Filter the records, keeping every line that has the string "tree".

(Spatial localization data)
○ ○ ○ ○ ○ ○ ○

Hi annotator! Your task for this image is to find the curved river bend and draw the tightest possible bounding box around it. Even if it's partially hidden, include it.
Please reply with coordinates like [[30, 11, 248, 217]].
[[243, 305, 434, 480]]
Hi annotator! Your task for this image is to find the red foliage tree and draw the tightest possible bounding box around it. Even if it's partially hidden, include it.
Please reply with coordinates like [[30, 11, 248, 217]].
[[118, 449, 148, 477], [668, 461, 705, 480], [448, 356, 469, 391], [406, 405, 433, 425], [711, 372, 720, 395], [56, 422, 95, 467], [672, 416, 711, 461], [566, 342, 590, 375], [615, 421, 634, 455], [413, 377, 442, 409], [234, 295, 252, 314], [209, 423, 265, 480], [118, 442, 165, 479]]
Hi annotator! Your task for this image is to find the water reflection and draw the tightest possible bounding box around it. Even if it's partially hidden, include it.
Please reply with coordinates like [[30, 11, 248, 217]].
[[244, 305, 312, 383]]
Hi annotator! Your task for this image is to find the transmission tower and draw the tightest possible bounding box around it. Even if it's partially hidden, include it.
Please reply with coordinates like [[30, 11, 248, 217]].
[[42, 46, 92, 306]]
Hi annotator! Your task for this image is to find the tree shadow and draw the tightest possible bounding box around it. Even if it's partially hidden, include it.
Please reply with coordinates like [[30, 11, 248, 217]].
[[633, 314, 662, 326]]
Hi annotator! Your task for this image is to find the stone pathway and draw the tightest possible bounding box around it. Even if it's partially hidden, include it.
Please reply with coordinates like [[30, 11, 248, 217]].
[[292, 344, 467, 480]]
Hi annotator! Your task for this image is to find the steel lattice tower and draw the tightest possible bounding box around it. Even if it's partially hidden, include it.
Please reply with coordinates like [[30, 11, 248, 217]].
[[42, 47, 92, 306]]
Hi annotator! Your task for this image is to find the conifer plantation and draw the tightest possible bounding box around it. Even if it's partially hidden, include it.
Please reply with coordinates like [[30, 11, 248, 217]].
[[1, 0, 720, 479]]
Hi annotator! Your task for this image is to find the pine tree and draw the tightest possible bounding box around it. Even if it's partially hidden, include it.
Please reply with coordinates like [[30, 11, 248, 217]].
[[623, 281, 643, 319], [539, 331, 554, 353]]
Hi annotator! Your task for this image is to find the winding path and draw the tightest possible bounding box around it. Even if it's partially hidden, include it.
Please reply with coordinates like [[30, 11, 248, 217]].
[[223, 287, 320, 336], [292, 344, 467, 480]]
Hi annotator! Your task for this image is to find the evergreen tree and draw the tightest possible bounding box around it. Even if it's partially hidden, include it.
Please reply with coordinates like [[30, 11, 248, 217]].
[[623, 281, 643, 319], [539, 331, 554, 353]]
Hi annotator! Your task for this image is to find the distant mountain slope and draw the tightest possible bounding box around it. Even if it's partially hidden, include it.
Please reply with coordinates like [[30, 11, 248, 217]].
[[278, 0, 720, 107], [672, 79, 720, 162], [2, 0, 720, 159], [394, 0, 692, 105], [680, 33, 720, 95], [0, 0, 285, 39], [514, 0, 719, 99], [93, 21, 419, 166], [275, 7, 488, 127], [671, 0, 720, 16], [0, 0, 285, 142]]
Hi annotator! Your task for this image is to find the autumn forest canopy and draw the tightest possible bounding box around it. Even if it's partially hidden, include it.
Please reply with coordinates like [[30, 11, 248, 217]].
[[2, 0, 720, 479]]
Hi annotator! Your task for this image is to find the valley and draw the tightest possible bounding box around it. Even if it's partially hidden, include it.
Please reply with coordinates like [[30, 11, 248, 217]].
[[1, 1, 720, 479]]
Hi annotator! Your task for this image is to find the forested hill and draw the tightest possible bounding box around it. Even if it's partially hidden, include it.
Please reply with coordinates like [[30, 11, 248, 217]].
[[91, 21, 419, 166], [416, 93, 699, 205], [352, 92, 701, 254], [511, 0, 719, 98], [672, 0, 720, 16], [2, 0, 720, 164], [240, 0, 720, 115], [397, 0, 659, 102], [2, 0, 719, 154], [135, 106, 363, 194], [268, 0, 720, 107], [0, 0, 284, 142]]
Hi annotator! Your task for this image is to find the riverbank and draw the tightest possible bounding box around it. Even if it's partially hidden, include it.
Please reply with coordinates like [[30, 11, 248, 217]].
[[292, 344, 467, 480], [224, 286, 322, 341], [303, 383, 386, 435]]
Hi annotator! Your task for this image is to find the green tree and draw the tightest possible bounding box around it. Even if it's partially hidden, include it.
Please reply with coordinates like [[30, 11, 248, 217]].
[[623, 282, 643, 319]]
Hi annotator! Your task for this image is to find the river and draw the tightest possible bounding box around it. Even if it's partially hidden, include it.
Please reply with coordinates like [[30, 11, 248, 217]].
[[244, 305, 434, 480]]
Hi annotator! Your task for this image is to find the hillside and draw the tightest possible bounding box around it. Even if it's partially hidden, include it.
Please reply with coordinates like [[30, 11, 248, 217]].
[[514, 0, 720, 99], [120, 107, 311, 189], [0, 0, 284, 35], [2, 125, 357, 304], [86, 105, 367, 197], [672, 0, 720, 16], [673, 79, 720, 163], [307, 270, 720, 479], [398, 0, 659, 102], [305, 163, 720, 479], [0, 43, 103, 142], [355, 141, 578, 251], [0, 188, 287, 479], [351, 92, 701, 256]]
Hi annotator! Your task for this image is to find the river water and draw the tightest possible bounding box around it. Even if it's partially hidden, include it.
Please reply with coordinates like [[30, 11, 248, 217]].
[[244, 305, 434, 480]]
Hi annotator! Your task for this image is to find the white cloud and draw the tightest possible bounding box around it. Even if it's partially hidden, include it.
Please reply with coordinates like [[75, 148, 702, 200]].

○ ○ ○ ○ ○ ○ ○

OUTPUT:
Hi annotator! Your task for this image is to find the red foliage tree and draw the tightest possible bounding box around it. Even if it's partially hidden, include it.
Hi annotator! Your task for this image is to find the tree shadow and draw the tightest possible bounding box around it. Even if it's partially hidden, include it.
Hi annotator! Your task for this image is to find the pine tree and draw the tightest possible bounding box around it. Even if it's partially hidden, include it.
Hi annotator! Your task for this image is to find the evergreen tree and draw the tightest possible bounding box around it. Even if it's partially hidden, include it.
Hi annotator! Your task for this image is to find the green tree and draw the tightest possible bounding box around it. Even if it's partially hidden, include it.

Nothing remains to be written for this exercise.